**Point labels for photos**
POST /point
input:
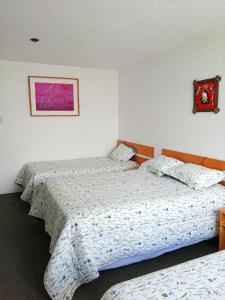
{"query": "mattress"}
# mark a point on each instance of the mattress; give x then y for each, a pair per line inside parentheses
(34, 174)
(95, 220)
(199, 279)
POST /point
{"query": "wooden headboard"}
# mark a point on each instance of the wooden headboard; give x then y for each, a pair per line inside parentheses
(143, 152)
(196, 159)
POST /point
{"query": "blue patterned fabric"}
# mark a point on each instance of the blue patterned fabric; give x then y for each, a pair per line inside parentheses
(95, 220)
(34, 174)
(195, 176)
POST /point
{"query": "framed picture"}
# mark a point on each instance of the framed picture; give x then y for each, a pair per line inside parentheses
(206, 95)
(53, 96)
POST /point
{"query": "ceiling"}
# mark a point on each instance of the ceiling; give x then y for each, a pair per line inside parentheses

**To be done**
Pick out every line in the records above that contains the word "ceiling".

**Written answer**
{"query": "ceiling"}
# mark a point on each instance of the ceiling; give x then y for each, a pair per line inside parentheses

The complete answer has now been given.